**Instrução A**
Reproduza literalmente o trecho dos registros que começa na linha que contém "building in this photo." e vai até o fim dos registros, com as duas extremidades incluídas.

**Texto**

Mitos e Verdades sobre Educação Bilíngue no Brasil

por Selma Moura

Mito 1: Ser bilíngue é algo diferente e difícil

Como diz a Prof. Dra. Tereza Maher, da Unicamp, bilinguismo é simplesmente o uso alternado de duas línguas, uma condição muito comum à maioria da população mundial.[1] Visto assim, o bilinguismo não é nenhum bicho de sete cabeças. Muitas pessoas nascem e crescem em ambientes em que várias línguas são usadas, mesmo sem se dar conta, como em lares em que os pais têm nacionalidades diferentes, ou crianças que imigram para outros países. No Brasil nos acostumamos a achar que se fala uma única língua, o português, porque as mais de 230 línguas faladas aqui foram invisibilizadas.[2] Por isso muita gente estranha situações de bilinguismo e complexidade lingüística, achando que confunde a pessoa, seja ela criança ou adulto.

A maioria das pessoas do mundo é bilíngue, mesmo que nunca tenha parado para pensar nisso. Mas muitos não acham que tem o direito de serem reconhecidos como bilíngues, porque não consideram ter proficiência igual nas duas línguas. Para entender melhor, leia o texto do Prof. Dr Marcello Marcelino aqui.

Mito 2: Para ser bilíngue de verdade é preciso ter total domínio das duas línguas

Pense bem: você pode dizer que tem domínio total da língua portuguesa? Ou de qualquer outra? Afirmar isso é muita pretensão, pois significaria que você compreende, fala, lê  e escreve com competência em todas as formas da língua, com todos os tipos de falantes, todos os gêneros de texto, em todas as situações.

É claro que conhecer muito bem a língua portuguesa e a segunda língua são ótimos objetivos. Quanto mais se sabe, melhor. Mas se para ser bilíngue alguém tivesse que ter o mesmo domínio das duas línguas, em um nível muito alto, ninguém poderia ser chamado de bilíngue, não é?

**Instrução B**
Liste todas as pessoas nomeadas no texto sobre educação bilíngue.

**Registros de origem**
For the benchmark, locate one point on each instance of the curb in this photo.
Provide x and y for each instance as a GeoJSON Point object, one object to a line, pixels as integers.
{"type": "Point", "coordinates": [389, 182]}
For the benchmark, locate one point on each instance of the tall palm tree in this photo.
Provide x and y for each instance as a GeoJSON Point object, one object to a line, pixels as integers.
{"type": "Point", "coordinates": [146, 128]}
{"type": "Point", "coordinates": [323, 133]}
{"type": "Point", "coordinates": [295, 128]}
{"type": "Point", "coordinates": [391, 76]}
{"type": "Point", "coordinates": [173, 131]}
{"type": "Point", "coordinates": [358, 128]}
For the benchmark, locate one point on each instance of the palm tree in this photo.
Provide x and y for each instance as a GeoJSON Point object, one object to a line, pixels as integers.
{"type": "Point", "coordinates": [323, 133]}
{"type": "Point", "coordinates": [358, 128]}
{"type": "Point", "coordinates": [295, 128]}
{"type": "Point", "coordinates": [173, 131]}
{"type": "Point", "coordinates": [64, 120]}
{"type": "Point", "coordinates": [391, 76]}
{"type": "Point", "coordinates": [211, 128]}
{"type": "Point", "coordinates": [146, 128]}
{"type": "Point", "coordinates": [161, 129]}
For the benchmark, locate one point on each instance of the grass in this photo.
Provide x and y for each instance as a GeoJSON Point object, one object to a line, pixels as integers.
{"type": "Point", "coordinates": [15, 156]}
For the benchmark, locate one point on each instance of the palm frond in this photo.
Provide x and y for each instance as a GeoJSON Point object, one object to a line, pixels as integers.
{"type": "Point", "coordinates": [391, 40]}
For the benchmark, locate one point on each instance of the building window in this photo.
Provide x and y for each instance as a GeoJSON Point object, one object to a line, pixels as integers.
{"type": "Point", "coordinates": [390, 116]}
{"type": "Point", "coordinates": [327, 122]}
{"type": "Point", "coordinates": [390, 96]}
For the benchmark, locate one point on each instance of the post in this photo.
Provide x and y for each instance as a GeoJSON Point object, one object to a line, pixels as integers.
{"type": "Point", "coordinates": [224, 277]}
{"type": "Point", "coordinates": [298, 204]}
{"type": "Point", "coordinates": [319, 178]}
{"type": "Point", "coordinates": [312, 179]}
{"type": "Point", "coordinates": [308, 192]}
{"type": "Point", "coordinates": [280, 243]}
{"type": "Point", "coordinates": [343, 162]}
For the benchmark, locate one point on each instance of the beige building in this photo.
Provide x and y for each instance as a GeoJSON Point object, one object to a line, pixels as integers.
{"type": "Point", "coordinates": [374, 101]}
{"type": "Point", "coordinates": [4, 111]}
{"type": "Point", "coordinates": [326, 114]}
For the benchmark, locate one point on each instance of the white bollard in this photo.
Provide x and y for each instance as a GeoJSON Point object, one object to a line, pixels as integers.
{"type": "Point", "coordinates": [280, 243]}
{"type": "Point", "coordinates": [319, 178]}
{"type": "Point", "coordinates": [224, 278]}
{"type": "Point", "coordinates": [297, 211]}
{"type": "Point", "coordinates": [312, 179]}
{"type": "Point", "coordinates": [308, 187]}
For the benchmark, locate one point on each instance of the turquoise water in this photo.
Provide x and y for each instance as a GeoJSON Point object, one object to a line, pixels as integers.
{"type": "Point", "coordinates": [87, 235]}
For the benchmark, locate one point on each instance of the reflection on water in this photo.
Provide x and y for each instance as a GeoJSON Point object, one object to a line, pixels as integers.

**Saída completa A**
For the benchmark, locate one point on each instance of the beige building in this photo.
Provide x and y for each instance as a GeoJSON Point object, one object to a line, pixels as integers.
{"type": "Point", "coordinates": [374, 101]}
{"type": "Point", "coordinates": [4, 111]}
{"type": "Point", "coordinates": [326, 114]}
For the benchmark, locate one point on each instance of the white bollard in this photo.
Provide x and y for each instance as a GeoJSON Point object, one object to a line, pixels as integers.
{"type": "Point", "coordinates": [280, 243]}
{"type": "Point", "coordinates": [319, 178]}
{"type": "Point", "coordinates": [224, 278]}
{"type": "Point", "coordinates": [297, 211]}
{"type": "Point", "coordinates": [312, 179]}
{"type": "Point", "coordinates": [308, 187]}
For the benchmark, locate one point on each instance of the turquoise water in this photo.
Provide x and y for each instance as a GeoJSON Point object, one object to a line, pixels as integers.
{"type": "Point", "coordinates": [87, 235]}
For the benchmark, locate one point on each instance of the reflection on water in this photo.
Provide x and y for each instance as a GeoJSON Point object, one object to a line, pixels as integers.

**Saída completa B**
Selma Moura
Tereza Maher
Marcello Marcelino